_Task prompt_
Reproduce in full and without alteration the passage below on storing function results in boolean variables before a chain of conditionals.

_Article_
-- Start --

Here is some contrived sample code to hopefully better illustrate what I'm doing:

bool const b1 = func1(param1,param2,param3);
bool const b2 = func2(param4);
// ...
bool const b15 = func15(param35,param36,param37,param38);

if (b1 && !b5 && (b2 || b3)) { do_something1(); }
else if (b3 && !b15 || (b4 && b9 && b6)) { do_something2(); }
else if (b14 || b10 || (!b11 && b7)) { do_something3(); }
else if (b8) {
    if (!b1 || !b6) { do_something4(); }
    else if ( /* ... */ ) // ... etc
}
// ... and on and on

That is a purely contrived example, but hopefully it illustrates the idea.

Clearly this code could be re-written without the bools, and the functions called directly in the big conditional statement. But I feel that would make the already not-easy-to-read code even harder to read, and more error prone. And this logic could change, so I feel the bools make it easier to manage from a refactoring perspective as well.

-- End --

_Dataset records_

-- Start --

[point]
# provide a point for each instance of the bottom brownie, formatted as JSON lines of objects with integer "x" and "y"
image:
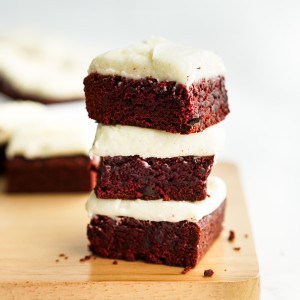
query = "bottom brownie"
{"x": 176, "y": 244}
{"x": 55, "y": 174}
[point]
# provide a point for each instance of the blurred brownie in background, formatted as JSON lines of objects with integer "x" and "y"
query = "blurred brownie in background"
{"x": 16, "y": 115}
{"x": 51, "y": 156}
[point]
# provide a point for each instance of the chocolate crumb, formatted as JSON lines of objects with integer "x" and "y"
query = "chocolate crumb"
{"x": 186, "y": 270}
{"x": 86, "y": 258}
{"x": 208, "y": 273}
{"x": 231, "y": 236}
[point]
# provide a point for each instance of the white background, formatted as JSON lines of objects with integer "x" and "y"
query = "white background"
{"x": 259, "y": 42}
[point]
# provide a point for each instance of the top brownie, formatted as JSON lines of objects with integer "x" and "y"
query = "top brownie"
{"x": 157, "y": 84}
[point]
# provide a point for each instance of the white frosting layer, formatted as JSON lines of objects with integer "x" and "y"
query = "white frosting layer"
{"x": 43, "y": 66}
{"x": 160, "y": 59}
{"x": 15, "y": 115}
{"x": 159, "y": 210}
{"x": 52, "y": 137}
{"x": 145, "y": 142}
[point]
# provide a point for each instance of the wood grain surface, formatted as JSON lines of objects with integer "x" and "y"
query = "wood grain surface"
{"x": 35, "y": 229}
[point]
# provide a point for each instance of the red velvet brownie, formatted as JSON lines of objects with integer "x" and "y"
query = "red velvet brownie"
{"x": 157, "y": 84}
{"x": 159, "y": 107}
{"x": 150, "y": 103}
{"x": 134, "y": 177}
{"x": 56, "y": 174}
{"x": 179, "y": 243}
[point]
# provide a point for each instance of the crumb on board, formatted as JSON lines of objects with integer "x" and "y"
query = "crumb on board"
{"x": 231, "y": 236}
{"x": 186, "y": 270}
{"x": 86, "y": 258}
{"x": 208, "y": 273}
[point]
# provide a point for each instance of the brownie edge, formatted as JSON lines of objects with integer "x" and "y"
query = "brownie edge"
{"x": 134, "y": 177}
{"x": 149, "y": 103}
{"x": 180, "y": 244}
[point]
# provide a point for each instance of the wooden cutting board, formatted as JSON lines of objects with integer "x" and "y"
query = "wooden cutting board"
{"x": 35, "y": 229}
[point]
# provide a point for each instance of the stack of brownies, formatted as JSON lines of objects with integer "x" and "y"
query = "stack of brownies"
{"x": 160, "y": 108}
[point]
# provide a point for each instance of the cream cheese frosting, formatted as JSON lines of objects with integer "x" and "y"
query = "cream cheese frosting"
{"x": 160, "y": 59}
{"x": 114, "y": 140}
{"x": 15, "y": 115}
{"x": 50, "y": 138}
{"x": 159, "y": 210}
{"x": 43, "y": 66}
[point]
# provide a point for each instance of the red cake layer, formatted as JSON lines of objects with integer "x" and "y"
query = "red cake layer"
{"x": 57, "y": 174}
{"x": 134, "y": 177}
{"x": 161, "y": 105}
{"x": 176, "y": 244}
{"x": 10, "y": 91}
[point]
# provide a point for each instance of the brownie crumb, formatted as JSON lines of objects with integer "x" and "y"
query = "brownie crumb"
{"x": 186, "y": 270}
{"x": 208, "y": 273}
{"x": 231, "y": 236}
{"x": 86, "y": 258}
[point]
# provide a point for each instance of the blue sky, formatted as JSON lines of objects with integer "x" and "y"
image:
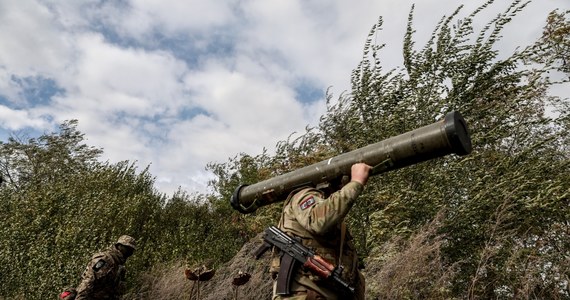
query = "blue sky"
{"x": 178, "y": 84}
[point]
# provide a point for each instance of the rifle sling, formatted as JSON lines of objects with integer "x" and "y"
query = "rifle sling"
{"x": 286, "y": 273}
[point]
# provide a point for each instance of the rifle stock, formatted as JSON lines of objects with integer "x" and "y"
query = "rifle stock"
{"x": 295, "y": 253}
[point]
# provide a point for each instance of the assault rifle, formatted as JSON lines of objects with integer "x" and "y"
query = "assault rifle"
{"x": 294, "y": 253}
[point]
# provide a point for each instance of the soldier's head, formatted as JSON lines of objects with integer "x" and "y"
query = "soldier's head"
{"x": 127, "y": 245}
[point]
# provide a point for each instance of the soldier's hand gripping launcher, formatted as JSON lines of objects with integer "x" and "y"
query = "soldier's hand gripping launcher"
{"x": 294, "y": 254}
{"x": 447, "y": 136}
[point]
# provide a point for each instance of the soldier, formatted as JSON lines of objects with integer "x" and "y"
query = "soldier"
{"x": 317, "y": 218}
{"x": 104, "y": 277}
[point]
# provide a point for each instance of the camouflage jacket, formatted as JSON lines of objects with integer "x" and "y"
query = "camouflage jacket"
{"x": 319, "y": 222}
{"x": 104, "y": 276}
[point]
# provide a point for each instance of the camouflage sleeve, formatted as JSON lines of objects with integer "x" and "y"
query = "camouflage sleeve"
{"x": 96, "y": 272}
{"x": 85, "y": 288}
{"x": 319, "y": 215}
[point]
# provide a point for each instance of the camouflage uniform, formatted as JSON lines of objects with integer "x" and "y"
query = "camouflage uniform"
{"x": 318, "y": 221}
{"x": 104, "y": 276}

-- End --
-- Start --

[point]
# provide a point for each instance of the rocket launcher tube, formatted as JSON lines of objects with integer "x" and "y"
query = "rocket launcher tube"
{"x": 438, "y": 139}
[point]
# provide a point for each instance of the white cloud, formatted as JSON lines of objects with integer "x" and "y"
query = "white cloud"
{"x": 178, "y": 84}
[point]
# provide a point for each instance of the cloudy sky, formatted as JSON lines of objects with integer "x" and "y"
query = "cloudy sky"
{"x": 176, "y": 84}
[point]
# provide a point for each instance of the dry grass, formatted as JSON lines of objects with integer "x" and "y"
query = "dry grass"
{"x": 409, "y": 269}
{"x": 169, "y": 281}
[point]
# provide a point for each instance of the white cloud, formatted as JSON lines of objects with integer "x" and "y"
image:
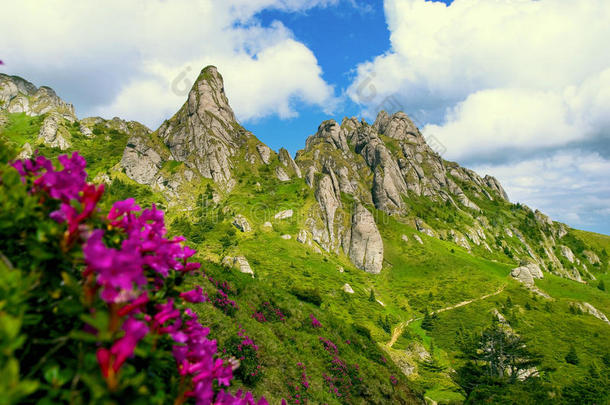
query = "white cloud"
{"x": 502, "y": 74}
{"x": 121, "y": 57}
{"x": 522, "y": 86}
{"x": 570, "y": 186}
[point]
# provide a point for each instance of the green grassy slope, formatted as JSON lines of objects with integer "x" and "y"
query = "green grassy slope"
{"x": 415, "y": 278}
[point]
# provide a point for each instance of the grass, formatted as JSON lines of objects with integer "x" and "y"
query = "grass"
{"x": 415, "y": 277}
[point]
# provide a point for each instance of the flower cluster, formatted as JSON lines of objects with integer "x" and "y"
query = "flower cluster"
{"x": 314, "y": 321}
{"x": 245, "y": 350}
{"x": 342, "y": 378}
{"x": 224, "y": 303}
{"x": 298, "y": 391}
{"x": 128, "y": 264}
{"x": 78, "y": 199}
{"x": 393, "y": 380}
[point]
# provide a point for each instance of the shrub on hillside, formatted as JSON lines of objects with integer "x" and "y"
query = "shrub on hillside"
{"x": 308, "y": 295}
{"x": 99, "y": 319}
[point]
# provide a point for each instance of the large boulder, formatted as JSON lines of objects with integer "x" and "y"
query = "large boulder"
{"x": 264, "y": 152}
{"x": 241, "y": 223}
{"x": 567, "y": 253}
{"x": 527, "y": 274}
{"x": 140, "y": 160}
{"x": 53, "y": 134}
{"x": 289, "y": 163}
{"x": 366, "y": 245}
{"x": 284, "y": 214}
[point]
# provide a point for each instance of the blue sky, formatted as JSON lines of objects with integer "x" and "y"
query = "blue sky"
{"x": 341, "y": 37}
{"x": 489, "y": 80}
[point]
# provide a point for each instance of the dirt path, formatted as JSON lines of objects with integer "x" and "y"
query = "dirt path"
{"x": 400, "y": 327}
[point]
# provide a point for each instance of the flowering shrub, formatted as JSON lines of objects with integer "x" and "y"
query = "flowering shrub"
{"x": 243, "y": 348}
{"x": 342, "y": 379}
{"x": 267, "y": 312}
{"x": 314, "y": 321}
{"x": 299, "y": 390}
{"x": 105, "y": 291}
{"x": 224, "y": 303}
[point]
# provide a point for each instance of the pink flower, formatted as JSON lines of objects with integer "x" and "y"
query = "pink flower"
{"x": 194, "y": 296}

-- End --

_Answer below_
Here is some contrived sample code to hopefully better illustrate what I'm doing:

bool const b1 = func1(param1,param2,param3);
bool const b2 = func2(param4);
// ...
bool const b15 = func15(param35,param36,param37,param38);

if (b1 && !b5 && (b2 || b3)) { do_something1(); }
else if (b3 && !b15 || (b4 && b9 && b6)) { do_something2(); }
else if (b14 || b10 || (!b11 && b7)) { do_something3(); }
else if (b8) {
    if (!b1 || !b6) { do_something4(); }
    else if ( /* ... */ ) // ... etc
}
// ... and on and on

That is a purely contrived example, but hopefully it illustrates the idea.

Clearly this code could be re-written without the bools, and the functions called directly in the big conditional statement. But I feel that would make the already not-easy-to-read code even harder to read, and more error prone. And this logic could change, so I feel the bools make it easier to manage from a refactoring perspective as well.